[Direction]:
Extend the press release on the top 10 investment scams for 2004, continuing after its final sentence.

[Extract provided]:
Peter C. Harvey, Attorney General

Division of Consumer Affairs
Reni Erdos, Director

For Immediate Release:
January 14, 2004

For Further Information Contact:
Jeff Lamm, Genene Morris

Investors Warned of Top 10 Scams for 2004

NEWARK - Attorney General Peter C. Harvey, the New Jersey Division of Consumer Affairs and the New Jersey Bureau of Securities today warned that investors are being targeted with increasingly complex and confusing investment frauds. They identified the Top 10 schemes investors are likely to see in 2004. New to this year's list are mutual fund practices, senior investment fraud and variable annuities.

"New Jersey residents who are investing to fund their retirements, college education for their children and other life milestones need to be wary of scams and frauds," Attorney General Harvey said. "Nest eggs that people have spent a lifetime scraping together can be wiped out in an instant by con artists and criminals. Investors have an ally in the New Jersey Bureau of Securities. We urge investors to contact the Bureau of Securities to obtain important information about potential investments before they entrust their hard-earned dollars with investment companies."

The New Jersey Bureau of Securities (BOS) registers and regulates individuals and firms that provide investment advice or sell investment securities in New Jersey. These securities include stocks, bonds, mutual funds and other investment vehicles.

"The BOS last year filed suit against a northern New Jersey investment company that we allege bilked $12 million from at least 195 investors," said Reni Erdos, Director of the Division of Consumer Affairs. "That's one example of our enforcement actions on behalf of investors. Our fight against investor fraud never stops because each year con artists discover new ways to fleece the public."

The BOS can be contacted at 973-504-3600 or through Consumer Affair's web site,

"Our primary mission is to protect investors, and this Top 10 list is designed to alert the public to the most common dangers," said Franklin L. Widmann, Chief of the BOS. "We urge investors to read this list carefully and heed its warnings."

Widmann also is president-elect of NASAA, the North American Securities Administrators Association. The association represents 66 state, provincial and territorial securities administrators in the United States, Canada, Mexico and Puerto Rico.

NASAA today announced a new interactive Fraud Center on its web site, The center features details of the Top 10 scams, schemes and scandals; tips on how to detect con artists and avoid becoming a victim; an Investor "Bill of Rights;" instructions on how to file an investment-related complaint; and contact information for each state securities regulator.

[Supplied material]:
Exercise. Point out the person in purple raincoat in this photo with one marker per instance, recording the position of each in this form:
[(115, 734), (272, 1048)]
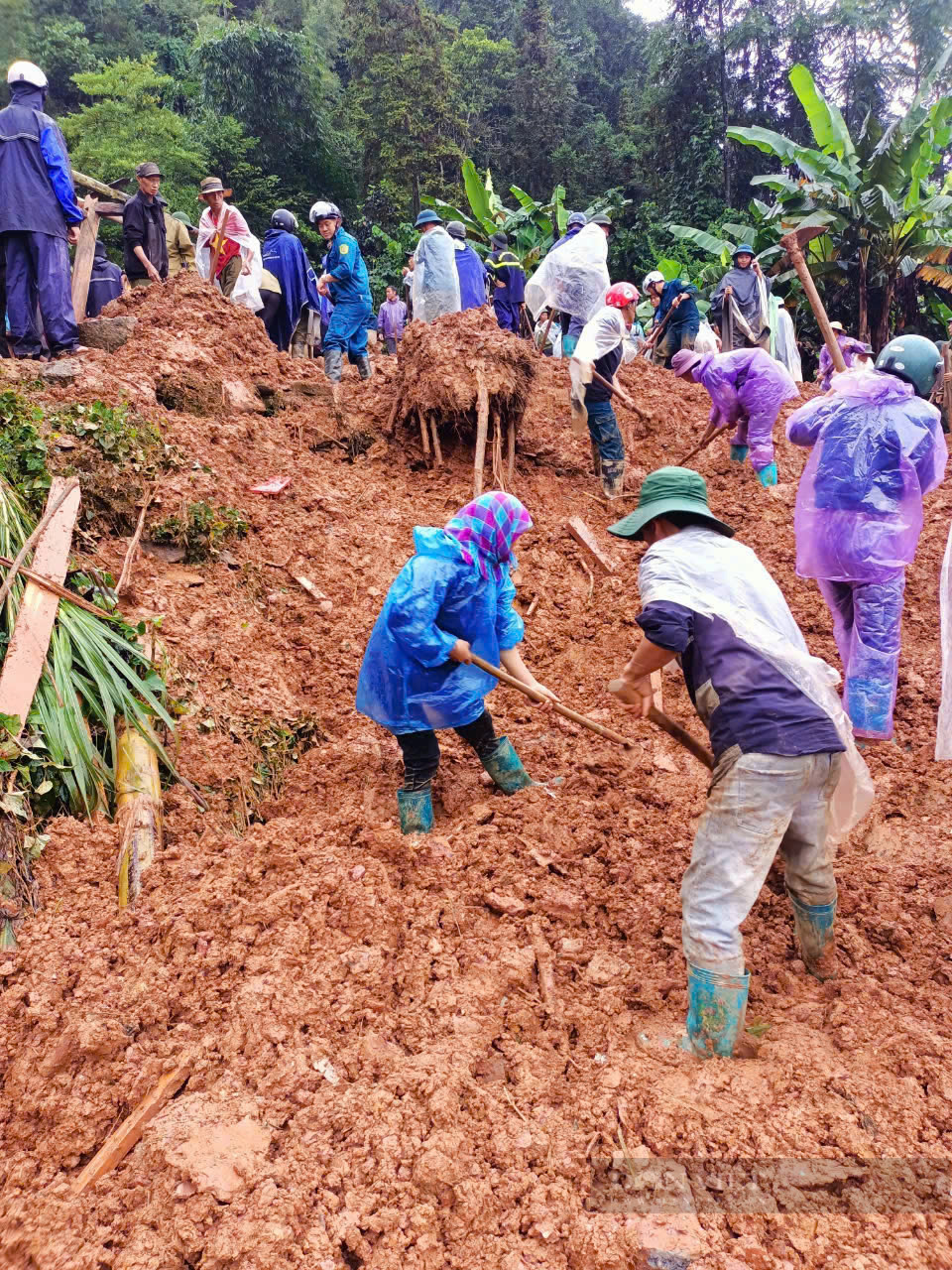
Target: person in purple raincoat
[(748, 388), (878, 449), (852, 349)]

[Task output]:
The following ranking of scams, schemes and scandals for 2004 is based on a survey of state securities regulators conducted by NASAA. The list is based on the order of prevalence and seriousness as identified by state securities regulators:
1) Ponzi Schemes, 2) Senior Investment Fraud, 3) Promissory Notes, 4) Unscrupulous Broker/Dealer Representatives, 5) Affinity Fraud, 6) Insurance Agent Securities Fraud, 7) Prime Bank/High-Yield Investment Schemes, 8) Internet Fraud, 9) Mutual Fund Business Practices, 10) Variable Annuities.

1. PONZI SCHEMES. Named for swindler Charles Ponzi, who in the early 1900s took investors for $10 million by promising 40 percent returns, these schemes are a perennial favorite among con artists. The premise is simple: promise high returns to investors and use money from new investors to pay previous investors. Inevitably, the schemes collapse and the only people who consistently make money are the promoters who set the Ponzi in motion.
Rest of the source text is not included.